── WORKING DATA

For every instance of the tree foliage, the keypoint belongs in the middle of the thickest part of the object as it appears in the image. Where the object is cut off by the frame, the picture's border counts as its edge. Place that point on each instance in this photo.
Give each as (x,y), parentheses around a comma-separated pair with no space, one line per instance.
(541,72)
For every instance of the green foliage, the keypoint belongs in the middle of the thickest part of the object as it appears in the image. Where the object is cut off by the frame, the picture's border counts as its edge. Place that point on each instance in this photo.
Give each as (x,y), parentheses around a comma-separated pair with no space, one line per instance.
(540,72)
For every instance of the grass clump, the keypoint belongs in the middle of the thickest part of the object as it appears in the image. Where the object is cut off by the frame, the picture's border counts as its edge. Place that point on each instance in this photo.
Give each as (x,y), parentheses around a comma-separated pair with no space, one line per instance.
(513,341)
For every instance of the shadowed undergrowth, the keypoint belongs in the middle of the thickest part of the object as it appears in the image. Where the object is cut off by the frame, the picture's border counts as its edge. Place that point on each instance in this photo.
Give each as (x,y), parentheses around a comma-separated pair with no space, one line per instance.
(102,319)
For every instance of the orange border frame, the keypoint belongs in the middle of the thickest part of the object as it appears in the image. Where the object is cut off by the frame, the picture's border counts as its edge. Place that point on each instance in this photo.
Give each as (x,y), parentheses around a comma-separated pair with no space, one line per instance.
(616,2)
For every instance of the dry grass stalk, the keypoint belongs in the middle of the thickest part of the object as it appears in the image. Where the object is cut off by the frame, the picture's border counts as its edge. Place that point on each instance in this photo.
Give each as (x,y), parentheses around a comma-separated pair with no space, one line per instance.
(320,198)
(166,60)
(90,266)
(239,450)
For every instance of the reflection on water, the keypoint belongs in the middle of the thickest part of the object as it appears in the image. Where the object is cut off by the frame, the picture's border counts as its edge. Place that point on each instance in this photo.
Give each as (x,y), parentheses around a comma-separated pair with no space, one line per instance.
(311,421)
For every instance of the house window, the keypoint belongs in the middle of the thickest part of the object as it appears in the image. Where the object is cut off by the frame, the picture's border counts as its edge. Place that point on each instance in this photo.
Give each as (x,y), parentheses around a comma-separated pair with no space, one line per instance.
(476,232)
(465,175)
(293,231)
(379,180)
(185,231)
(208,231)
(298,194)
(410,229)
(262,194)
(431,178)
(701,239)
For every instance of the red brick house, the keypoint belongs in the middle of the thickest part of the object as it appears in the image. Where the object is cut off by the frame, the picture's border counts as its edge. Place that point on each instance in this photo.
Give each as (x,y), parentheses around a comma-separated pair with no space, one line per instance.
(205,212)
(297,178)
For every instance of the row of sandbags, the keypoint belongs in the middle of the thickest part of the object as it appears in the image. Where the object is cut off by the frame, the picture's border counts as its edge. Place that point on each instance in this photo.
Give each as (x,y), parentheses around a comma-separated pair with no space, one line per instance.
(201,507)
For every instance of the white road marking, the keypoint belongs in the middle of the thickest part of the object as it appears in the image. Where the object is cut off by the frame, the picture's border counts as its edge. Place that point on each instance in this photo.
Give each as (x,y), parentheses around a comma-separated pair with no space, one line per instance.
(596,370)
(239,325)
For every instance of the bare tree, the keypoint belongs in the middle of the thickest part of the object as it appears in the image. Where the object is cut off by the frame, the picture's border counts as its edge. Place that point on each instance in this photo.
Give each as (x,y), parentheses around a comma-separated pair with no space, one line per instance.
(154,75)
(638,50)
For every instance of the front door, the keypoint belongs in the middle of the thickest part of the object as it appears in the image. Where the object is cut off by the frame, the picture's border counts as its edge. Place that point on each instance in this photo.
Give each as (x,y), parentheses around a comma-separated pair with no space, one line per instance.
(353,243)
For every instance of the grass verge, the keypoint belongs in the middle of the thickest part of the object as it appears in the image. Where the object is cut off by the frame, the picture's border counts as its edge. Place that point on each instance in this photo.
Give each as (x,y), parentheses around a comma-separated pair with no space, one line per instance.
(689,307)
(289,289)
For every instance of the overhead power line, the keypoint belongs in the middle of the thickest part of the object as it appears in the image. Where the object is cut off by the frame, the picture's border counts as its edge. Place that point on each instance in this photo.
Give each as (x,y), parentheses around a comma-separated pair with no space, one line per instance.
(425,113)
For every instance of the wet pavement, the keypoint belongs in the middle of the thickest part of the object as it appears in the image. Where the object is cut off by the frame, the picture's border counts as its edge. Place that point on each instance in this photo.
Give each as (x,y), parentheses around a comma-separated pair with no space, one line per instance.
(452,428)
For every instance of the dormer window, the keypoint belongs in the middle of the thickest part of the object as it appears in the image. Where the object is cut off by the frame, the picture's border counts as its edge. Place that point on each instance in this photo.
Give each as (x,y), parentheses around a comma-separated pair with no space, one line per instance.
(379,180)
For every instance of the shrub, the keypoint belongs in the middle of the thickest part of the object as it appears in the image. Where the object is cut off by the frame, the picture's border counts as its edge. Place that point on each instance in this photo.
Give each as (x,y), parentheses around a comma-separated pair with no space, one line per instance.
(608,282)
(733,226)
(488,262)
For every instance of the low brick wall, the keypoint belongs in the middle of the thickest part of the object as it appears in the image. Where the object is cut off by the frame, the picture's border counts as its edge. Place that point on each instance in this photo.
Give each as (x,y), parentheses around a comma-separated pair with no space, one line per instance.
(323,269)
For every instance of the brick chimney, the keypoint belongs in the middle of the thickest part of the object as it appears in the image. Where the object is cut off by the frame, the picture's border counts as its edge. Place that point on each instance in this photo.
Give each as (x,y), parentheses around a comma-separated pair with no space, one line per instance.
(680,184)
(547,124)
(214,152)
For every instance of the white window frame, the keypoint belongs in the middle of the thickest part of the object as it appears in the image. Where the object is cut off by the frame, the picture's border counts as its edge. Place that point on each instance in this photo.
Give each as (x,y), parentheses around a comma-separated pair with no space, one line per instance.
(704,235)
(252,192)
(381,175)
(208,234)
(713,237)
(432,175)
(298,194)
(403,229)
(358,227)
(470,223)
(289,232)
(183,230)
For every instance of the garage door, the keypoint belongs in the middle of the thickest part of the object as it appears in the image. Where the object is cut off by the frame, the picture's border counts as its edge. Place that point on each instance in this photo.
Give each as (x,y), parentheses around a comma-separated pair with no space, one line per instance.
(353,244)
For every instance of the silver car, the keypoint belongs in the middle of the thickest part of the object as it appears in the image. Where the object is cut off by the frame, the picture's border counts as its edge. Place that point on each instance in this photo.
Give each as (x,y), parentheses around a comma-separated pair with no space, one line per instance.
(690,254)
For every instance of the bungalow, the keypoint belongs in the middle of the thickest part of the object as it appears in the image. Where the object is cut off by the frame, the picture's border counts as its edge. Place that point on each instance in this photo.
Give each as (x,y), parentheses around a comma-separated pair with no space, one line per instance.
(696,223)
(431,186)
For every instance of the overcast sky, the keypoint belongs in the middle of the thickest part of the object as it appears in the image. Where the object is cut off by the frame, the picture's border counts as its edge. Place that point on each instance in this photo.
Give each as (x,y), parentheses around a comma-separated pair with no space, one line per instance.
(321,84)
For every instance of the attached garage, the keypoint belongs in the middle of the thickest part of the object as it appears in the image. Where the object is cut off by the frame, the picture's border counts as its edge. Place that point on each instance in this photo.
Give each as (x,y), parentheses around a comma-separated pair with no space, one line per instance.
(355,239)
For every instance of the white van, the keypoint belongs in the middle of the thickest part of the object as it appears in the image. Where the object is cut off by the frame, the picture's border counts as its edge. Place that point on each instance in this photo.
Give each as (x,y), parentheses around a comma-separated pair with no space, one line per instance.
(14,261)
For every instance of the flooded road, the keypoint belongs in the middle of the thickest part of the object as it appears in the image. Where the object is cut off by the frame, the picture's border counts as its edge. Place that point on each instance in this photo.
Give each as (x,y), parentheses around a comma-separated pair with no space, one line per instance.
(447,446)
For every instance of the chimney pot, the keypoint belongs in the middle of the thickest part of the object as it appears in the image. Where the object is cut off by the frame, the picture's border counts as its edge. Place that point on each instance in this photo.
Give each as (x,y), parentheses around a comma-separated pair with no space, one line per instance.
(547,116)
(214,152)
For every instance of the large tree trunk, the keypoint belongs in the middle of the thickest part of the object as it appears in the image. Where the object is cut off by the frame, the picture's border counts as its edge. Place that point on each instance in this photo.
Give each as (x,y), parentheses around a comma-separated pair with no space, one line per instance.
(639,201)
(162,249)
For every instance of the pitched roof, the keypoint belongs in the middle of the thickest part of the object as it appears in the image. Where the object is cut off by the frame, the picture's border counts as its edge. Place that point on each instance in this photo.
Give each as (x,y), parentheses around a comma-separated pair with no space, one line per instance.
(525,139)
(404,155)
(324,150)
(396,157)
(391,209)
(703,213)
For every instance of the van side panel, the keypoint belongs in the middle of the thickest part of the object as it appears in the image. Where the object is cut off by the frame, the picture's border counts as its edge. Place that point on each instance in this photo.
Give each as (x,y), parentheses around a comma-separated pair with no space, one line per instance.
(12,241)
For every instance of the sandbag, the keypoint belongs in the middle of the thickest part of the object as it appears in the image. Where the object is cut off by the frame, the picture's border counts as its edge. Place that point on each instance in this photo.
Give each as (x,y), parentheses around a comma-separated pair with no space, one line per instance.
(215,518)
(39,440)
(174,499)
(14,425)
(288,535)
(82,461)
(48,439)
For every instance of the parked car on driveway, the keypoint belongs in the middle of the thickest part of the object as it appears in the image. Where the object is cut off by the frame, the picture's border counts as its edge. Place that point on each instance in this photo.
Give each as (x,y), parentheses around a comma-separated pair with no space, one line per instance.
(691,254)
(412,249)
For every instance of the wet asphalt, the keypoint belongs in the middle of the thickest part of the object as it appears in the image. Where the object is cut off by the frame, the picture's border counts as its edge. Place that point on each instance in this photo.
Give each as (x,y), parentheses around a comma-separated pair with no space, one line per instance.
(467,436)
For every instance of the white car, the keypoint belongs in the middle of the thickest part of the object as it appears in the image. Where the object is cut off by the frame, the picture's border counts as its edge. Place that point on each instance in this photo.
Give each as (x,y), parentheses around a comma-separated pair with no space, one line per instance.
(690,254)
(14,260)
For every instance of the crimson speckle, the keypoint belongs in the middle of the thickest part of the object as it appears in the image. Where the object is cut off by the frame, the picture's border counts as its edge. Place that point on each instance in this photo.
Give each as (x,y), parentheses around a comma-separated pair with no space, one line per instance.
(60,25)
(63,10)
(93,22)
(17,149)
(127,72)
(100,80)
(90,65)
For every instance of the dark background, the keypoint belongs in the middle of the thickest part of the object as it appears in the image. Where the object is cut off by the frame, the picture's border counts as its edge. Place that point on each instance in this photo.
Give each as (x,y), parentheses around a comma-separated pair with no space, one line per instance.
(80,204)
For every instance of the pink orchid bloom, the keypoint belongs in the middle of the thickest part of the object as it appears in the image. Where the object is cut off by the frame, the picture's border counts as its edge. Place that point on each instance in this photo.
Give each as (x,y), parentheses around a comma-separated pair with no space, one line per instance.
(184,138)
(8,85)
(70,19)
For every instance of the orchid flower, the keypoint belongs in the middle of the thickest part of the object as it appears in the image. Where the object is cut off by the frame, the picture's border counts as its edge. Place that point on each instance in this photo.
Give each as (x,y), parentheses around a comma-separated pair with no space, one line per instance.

────

**WORK REQUIRED**
Rewrite only the lines of the records from the line containing "For every instance of the white car, the" through the end of the records, changing "thickest" to "widest" and keeping everything else unchanged.

**RESULT**
For every instance of the white car, the keypoint belongs in the middle of the widest part of the object as it appears in the image. Where the object is cut off by the frame, the picture's border counts as its edge. Place that point on each instance in this photo.
Give each as (x,y), parentheses around a comma-separated pair with no space, one line per instance.
(690,254)
(14,260)
For every instance of the crimson speckle, the keypoint belongs in the middle of the widest part of the object as it appears in the image. Where the object is cut off by the frame, the picture's border counts as its edge. Place that point on each instance in this photo.
Give each as (x,y), parentheses around a comma-separated pair with no space, one line per instance.
(60,25)
(63,10)
(93,22)
(17,149)
(127,72)
(100,80)
(90,65)
For every instance of the dark background, the keypoint belongs in the middle of the widest part of the object as it appears in the image. Where the object is cut off by the frame, the picture's border counts as its edge. Place that point on each instance in this photo.
Give each as (x,y), parentheses around a comma-separated pair with no space, one line per instance.
(80,204)
For every instance of the pink orchid bloom, the keypoint belongs in the middle of the widest part of the object as it appears in the image. Where the object is cut off by the frame, the picture's border counts as its edge. Place that point on each instance in this photo.
Give each as (x,y), parentheses around a comma-separated pair with no space, one line per instance.
(184,138)
(8,85)
(70,19)
For every instance of the orchid flower, the keypoint belongs in the middle of the widest part of the object as it appears in the image. Where the object is cut off by the frame, the picture's border counts as its edge. Place that point on each instance in this photo.
Give each as (x,y), parentheses around a comma-separated pair with no space, one line per instance.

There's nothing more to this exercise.